Text shown:
____
The thing is that this is genuinely useful to Googlers as well. If they’re internally dogfooding their tools and models for coding, it seems likely that things will improve.

varunr89|9 days ago

What do you think Microsoft is doing? :)

spankalee|10 days ago

> Claude is definitively trained on the process of coding not just the code

This definitely feels like it.

It's hard to really judge, but Gemini feels like it might actually write better code, but the _process_ is so bad that it doesn't matter. At first I thought it was bad integration by the GitHub Copilot, but I see it elsewhere now.

juleiie|10 days ago

I don’t think Gemini writes better code, not 3.0 at least.

Maybe with good prompt engineering it does? admittedly I never tried to tell it to not hard code stuff and it just was really messy generally. Whereas Claude somehow can maintain perfect clarity to its code and neatness and readability out of the box.

Claude’s code really is much easier to understand and immediately orient around. It’s great. It’s how I would write it for myself. Gemini while it may work is just a total mess I don’t want to have in my codebase at all and hate to let it generate my files even if it sometimes finds solutions to problems Claude doesn’t, what’s the use of it if it is unreadable and hard to maintain.
____
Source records
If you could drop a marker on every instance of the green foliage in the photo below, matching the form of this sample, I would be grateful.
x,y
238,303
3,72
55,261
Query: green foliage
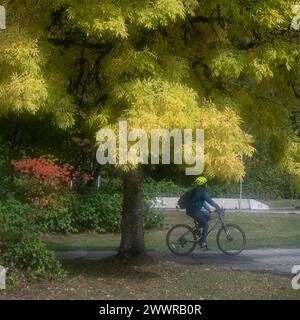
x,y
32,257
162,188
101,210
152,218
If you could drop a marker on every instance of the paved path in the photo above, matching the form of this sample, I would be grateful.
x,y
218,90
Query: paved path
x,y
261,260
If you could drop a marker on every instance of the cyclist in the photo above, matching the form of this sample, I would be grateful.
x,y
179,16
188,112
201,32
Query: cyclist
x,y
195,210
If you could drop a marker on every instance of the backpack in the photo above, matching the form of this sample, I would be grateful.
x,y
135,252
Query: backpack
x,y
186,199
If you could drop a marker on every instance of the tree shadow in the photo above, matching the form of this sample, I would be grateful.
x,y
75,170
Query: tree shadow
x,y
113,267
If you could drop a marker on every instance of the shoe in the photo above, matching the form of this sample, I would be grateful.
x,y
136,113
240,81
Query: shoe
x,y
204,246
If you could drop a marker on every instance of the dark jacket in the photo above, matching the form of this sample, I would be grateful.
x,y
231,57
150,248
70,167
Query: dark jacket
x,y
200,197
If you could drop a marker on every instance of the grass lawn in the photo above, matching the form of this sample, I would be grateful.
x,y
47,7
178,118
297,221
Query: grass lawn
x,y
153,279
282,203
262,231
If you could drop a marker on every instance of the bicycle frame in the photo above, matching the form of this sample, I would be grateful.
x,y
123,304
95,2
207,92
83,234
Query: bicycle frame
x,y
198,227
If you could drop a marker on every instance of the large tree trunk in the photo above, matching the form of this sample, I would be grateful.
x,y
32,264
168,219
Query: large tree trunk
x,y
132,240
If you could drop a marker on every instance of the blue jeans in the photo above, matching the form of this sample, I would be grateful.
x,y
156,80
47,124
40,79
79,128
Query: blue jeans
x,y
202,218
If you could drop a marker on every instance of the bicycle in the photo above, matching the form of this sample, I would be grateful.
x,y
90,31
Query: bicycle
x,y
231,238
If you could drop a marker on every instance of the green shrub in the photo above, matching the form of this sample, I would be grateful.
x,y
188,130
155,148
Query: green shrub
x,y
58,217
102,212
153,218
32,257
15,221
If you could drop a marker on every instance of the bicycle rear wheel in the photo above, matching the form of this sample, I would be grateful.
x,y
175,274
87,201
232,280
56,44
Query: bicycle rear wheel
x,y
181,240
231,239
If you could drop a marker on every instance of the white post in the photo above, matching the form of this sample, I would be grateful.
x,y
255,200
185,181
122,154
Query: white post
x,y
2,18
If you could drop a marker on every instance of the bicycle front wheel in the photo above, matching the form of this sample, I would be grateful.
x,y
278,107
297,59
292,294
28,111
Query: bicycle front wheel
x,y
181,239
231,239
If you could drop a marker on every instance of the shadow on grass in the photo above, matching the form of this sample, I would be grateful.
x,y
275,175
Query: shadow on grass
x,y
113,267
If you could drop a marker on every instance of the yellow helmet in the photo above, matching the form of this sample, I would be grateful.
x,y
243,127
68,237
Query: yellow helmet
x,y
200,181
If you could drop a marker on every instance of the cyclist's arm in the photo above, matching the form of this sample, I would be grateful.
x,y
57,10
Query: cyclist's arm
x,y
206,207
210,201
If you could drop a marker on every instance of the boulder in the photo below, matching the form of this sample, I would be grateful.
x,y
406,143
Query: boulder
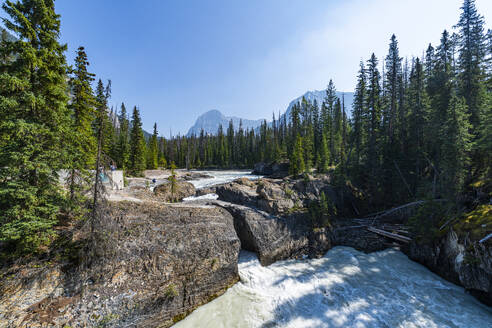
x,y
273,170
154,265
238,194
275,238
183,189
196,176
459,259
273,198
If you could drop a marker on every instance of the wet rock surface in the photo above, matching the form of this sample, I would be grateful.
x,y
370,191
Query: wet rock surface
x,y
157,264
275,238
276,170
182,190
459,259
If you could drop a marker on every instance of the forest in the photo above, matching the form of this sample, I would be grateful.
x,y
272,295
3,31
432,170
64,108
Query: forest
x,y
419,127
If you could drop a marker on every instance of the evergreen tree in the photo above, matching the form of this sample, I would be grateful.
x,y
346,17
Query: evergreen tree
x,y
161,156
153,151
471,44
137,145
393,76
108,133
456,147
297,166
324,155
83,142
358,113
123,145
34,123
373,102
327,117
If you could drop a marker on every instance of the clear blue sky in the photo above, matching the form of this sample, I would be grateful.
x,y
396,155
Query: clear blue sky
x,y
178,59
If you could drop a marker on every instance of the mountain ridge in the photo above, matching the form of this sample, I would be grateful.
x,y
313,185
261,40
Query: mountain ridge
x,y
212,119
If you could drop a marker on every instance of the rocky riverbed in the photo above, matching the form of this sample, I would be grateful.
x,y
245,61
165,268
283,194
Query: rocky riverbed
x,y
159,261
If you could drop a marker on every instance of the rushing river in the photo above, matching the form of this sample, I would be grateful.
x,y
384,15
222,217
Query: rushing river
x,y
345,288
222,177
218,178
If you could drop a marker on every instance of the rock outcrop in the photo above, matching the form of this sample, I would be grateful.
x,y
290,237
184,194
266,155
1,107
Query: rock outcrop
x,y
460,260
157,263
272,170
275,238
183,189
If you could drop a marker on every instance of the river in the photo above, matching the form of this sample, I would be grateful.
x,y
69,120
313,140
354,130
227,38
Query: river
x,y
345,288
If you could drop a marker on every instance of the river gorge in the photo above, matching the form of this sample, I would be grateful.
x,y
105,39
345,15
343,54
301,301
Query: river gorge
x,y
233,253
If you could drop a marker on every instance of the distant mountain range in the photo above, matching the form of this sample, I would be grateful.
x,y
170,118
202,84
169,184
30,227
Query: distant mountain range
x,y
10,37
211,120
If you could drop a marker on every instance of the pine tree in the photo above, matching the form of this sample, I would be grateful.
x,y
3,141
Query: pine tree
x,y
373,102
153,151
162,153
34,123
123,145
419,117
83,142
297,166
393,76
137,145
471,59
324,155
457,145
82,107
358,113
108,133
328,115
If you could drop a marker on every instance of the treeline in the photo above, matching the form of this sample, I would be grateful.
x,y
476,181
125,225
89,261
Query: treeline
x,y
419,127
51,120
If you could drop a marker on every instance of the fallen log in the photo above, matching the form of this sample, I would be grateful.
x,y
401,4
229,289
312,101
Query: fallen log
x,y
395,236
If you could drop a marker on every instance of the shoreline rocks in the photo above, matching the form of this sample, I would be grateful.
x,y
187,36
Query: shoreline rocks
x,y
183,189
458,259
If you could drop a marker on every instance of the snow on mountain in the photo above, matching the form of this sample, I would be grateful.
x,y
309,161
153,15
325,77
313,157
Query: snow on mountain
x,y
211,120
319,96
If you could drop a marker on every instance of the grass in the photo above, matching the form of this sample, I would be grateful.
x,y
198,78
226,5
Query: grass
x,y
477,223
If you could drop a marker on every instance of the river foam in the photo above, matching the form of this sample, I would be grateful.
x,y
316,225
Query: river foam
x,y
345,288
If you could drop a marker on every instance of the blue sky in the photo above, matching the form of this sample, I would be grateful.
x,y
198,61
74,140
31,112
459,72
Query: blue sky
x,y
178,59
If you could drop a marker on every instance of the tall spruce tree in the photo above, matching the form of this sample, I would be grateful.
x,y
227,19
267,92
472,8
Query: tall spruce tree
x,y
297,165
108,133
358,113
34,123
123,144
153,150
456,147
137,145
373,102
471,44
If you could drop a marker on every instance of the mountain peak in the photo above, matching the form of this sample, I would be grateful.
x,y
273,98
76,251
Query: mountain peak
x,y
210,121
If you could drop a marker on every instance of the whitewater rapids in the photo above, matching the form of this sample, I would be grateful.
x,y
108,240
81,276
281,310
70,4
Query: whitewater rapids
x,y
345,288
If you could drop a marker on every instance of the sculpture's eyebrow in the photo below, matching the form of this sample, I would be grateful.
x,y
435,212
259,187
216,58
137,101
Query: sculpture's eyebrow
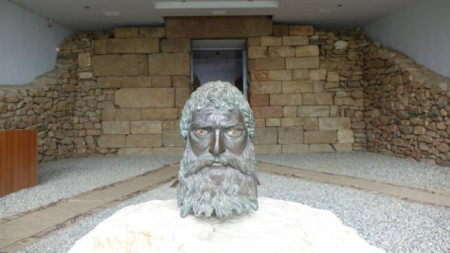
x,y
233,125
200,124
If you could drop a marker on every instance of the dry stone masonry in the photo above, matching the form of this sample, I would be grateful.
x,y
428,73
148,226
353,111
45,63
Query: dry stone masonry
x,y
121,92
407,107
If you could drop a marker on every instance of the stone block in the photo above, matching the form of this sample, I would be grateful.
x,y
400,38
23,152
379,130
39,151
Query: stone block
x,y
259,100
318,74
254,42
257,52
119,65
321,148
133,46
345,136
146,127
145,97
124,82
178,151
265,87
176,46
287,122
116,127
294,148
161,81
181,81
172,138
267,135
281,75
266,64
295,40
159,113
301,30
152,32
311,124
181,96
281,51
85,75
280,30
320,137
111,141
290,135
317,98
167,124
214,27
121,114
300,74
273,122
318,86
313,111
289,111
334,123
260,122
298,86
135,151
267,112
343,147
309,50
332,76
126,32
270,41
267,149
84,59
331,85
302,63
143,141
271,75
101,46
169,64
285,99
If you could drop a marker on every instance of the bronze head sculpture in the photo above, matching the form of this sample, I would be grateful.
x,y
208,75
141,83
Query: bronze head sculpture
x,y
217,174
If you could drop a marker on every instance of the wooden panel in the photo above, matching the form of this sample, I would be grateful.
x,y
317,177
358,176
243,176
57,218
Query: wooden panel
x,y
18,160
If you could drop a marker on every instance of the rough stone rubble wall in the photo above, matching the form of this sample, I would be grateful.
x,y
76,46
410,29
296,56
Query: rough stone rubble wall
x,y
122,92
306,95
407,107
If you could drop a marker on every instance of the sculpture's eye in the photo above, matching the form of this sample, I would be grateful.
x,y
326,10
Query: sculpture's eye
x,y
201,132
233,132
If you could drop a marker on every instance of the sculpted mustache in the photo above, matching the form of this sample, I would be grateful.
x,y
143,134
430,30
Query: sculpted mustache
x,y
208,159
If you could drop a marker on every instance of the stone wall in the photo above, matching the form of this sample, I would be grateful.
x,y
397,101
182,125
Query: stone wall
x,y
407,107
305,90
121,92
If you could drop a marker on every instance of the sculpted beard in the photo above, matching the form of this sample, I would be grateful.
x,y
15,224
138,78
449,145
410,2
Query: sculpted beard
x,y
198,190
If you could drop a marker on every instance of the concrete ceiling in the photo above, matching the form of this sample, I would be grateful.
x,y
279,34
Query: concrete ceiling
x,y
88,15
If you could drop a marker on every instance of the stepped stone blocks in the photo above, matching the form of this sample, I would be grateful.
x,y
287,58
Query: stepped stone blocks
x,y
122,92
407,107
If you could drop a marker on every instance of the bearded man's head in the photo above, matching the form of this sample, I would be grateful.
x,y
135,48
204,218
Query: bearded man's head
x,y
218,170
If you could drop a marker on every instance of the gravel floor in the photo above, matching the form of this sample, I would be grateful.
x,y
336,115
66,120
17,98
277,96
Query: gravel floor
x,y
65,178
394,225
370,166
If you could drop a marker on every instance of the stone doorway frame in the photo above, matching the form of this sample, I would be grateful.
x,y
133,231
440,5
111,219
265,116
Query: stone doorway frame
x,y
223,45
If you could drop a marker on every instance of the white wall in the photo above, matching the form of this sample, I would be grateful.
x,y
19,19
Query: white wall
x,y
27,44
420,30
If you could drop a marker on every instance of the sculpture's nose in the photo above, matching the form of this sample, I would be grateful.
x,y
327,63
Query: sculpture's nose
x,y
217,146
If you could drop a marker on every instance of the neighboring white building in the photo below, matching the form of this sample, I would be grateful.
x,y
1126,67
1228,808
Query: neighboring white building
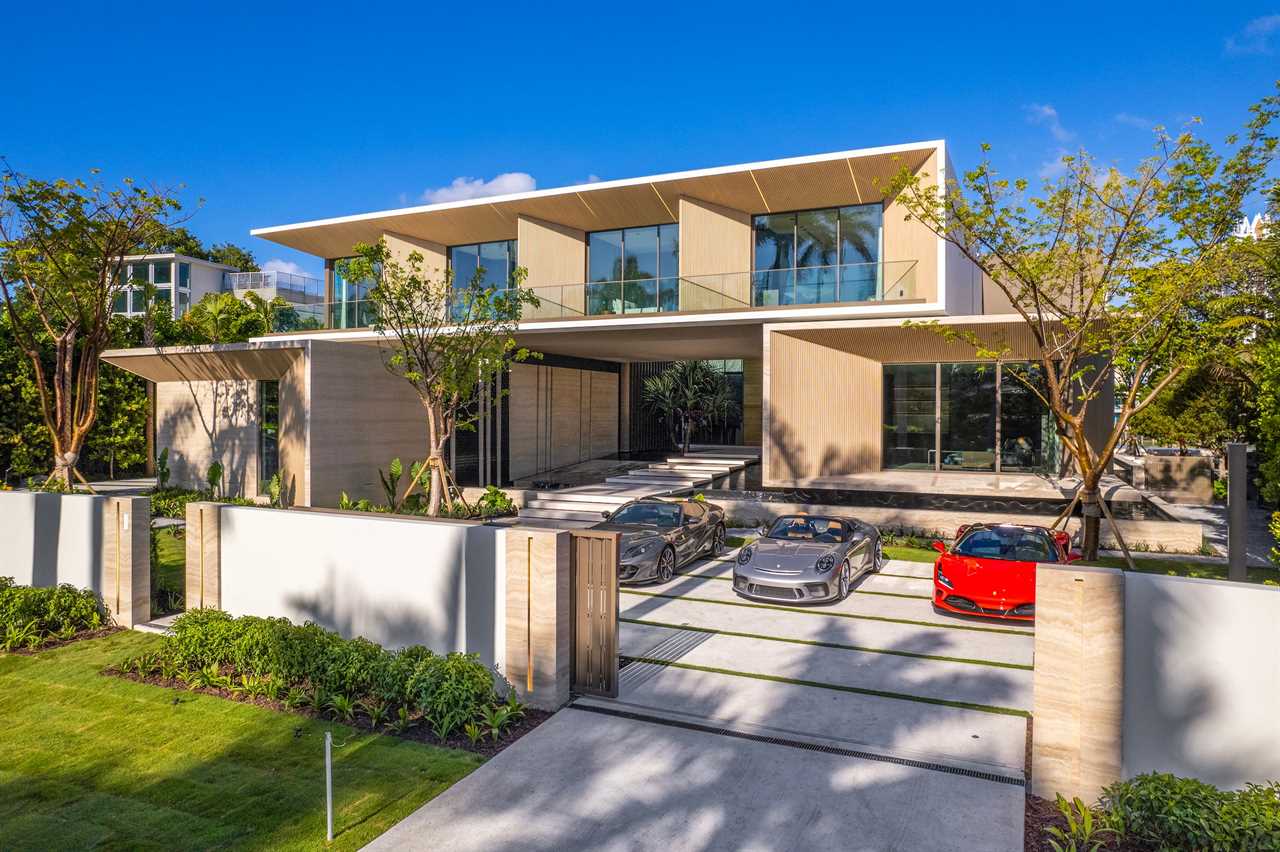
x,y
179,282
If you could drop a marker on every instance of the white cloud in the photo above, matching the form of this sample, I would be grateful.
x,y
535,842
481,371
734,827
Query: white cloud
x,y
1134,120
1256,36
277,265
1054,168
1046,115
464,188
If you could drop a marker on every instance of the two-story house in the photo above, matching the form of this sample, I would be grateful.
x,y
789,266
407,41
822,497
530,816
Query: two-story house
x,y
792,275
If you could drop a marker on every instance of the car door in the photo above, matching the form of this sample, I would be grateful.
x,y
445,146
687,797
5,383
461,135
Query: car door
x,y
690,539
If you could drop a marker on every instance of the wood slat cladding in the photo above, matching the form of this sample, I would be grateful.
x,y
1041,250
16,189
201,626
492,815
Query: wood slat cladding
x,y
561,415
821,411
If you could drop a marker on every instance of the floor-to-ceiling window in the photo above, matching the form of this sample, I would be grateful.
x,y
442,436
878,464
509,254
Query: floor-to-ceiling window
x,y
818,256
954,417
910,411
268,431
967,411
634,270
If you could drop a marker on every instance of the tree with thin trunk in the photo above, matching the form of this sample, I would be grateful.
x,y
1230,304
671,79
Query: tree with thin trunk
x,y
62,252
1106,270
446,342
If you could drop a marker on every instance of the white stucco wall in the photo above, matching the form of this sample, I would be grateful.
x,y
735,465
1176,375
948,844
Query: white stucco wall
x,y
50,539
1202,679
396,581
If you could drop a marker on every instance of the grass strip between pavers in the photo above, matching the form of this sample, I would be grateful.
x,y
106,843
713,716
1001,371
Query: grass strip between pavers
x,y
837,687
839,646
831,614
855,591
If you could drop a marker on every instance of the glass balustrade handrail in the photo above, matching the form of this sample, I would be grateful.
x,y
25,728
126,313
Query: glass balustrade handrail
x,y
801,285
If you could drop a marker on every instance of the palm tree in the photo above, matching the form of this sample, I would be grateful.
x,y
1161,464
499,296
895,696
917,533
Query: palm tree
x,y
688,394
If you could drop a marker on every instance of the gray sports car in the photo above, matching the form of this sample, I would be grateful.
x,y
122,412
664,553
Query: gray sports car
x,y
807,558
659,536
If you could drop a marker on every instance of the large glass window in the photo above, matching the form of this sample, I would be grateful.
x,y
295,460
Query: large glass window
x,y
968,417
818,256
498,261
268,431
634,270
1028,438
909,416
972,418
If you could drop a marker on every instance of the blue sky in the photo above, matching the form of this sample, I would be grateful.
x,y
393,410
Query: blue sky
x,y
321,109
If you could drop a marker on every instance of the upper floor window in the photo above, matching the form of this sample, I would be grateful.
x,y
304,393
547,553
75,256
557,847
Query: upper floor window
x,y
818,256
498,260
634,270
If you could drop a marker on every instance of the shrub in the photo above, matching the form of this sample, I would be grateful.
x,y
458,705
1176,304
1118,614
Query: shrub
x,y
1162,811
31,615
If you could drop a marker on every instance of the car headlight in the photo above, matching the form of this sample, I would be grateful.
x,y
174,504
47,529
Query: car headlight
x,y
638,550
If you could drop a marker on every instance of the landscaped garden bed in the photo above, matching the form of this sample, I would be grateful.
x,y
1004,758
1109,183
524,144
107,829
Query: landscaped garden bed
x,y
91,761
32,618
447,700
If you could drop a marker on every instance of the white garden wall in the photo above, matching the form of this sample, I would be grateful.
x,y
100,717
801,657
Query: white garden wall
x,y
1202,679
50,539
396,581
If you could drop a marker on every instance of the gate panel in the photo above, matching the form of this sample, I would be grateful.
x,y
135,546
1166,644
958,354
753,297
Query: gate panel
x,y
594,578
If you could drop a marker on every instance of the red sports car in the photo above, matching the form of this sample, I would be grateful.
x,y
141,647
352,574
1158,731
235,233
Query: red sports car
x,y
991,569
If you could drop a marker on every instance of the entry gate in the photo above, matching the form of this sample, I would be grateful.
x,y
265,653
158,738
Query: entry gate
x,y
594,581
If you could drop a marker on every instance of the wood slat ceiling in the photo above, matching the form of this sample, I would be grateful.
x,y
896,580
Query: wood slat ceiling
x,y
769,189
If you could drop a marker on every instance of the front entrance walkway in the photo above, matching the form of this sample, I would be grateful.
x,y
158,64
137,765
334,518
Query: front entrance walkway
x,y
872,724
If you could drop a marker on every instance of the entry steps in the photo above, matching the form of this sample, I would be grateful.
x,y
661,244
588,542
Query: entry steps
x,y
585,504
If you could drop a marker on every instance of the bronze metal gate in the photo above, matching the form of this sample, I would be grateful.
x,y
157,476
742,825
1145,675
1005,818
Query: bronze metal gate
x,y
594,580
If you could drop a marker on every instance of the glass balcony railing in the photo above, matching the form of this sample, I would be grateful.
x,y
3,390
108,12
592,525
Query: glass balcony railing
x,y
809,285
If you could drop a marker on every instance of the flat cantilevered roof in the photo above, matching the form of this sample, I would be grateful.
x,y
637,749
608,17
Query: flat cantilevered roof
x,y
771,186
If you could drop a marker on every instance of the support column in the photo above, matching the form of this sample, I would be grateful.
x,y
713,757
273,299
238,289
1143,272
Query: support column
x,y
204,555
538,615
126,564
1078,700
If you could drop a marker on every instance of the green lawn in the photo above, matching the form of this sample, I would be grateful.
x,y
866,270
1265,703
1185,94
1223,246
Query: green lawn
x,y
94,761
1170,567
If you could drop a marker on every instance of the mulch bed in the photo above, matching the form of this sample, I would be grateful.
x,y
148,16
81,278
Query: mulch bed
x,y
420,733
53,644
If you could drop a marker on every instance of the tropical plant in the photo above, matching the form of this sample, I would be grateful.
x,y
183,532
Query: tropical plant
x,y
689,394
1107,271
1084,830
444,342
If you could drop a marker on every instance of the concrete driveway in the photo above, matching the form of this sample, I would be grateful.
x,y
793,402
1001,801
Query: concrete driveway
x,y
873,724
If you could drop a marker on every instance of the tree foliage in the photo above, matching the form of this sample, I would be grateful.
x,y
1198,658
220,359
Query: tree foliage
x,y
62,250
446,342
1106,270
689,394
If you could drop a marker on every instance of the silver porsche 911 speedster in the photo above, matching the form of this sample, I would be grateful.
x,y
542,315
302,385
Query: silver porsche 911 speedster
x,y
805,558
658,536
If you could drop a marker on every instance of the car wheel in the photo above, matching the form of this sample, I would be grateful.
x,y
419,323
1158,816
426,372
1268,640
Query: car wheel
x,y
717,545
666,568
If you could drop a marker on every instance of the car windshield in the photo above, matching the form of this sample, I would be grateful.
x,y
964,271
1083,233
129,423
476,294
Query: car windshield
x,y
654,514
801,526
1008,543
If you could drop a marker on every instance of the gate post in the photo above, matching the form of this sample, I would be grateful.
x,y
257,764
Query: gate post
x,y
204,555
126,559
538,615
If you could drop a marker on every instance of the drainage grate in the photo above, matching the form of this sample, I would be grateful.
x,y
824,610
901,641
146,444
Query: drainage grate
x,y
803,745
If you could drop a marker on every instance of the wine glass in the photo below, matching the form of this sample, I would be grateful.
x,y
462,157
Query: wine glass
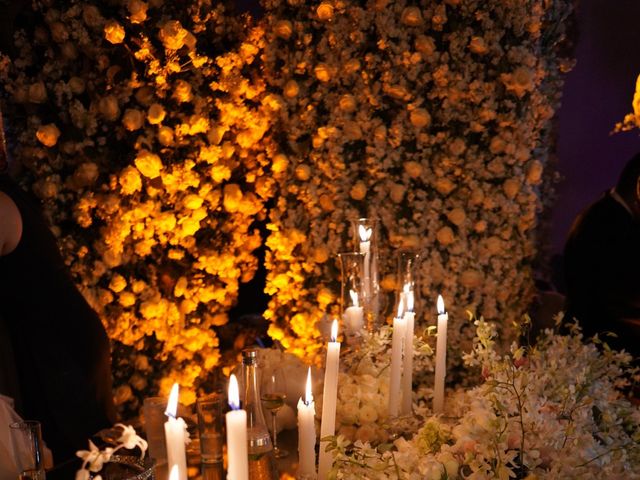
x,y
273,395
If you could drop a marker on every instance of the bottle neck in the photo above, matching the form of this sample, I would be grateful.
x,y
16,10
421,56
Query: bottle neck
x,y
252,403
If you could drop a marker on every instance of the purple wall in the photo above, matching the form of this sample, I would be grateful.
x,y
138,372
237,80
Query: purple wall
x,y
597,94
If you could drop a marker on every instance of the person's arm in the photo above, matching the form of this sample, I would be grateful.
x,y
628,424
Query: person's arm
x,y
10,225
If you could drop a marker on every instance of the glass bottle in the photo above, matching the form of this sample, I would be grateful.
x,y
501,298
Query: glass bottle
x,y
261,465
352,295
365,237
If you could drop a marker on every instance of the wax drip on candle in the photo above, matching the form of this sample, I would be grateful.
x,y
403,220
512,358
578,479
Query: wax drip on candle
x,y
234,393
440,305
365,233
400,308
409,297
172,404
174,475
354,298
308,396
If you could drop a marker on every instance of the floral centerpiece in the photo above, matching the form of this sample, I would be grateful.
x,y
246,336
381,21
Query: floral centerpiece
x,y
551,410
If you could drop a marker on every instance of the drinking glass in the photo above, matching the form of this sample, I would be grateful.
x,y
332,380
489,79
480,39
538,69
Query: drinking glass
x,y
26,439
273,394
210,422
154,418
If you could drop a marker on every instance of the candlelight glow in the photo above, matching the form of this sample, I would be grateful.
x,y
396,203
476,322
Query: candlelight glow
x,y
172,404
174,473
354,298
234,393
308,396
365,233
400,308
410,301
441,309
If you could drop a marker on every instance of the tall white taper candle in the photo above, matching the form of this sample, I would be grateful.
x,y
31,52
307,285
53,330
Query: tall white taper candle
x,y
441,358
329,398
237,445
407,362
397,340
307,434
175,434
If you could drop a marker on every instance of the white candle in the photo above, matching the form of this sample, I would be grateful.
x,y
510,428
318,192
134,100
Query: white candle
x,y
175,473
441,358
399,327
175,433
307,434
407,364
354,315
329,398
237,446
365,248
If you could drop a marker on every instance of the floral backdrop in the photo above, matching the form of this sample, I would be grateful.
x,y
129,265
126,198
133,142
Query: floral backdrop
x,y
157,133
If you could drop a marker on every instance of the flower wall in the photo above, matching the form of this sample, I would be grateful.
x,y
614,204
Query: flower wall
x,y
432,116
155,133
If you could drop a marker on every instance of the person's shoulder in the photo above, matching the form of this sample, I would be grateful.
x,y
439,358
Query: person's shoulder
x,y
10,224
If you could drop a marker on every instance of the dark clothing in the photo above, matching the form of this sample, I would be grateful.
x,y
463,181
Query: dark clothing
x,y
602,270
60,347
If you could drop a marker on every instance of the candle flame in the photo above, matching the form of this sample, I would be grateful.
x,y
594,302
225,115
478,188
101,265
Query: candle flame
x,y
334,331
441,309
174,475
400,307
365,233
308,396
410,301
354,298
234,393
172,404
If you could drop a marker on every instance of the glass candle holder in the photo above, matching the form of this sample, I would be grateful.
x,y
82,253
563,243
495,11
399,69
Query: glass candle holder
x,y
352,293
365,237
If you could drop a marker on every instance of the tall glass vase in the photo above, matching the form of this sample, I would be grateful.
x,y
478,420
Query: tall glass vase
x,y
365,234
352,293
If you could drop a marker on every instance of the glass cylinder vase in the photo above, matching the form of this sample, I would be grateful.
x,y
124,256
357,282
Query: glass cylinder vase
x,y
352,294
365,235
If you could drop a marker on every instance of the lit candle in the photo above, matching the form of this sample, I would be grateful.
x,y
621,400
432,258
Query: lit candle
____
Problem details: Write the next part of the forum thread comparing Gemini and Claude for coding, picking up after its last comment. The records have no connection to the text.

Answer section:
andai|10 days ago

Tell me more about Codex. I'm trying to understand it better.

I have a pretty crude mental model for this stuff but Opus feels more like a guy to me, while Codex feels like a machine.

I think that's partly the personality and tone, but I think it goes deeper than that.

(Or maybe the language and tone shapes the behavior, because of how LLMs work? It sounds ridiculous but I told Claude to believe in itself and suddenly it was able to solve problems it wouldn't even attempt before...)

fhub|10 days ago

> Opus feels more like a guy to me, while Codex feels like a machine

I use one to code and the other to review. Every few days I switch who does what. I like that they are different it makes me feel like I'm getting different perspectives.

bluegatty|10 days ago

Your intuition is exactly correct - it's not just 'tone' it's 'deeper than that'.

Codex is a 'poor communicator' - which matters surprisingly a lot in these things. It's overly verbose, it often misses the point - but - it is slightly stronger in some areas.

Also - Codex now has 'Spark' which is on Cerebras, it's wildly fast - and this absolutely changes 'workflow' fundamentally.

With 'wait-thinking' - you an have 3-5 AIs going, because it takes time to process but with Cerebras-backed models ... maybe 1 or 2.

Basically - you're the 'slowpoke' doing the thinking now. The 'human is the limiting factor'. It's a weird feeling!

Codex has a more adept 'rollover' on it's context window it sort of magically does context - this is hard to compare to Claude because you don't see the rollover points as well. With Claude, it's problematic ... and helpful to 'reset' some things after a compact, but with Codex ... you just keep surfing and 'forget about the rollover'.

This is all very qualitative, you just have to try it. Spark is only on the Pro ($200/mo) version, but it's worth it for any professional use. Just try it.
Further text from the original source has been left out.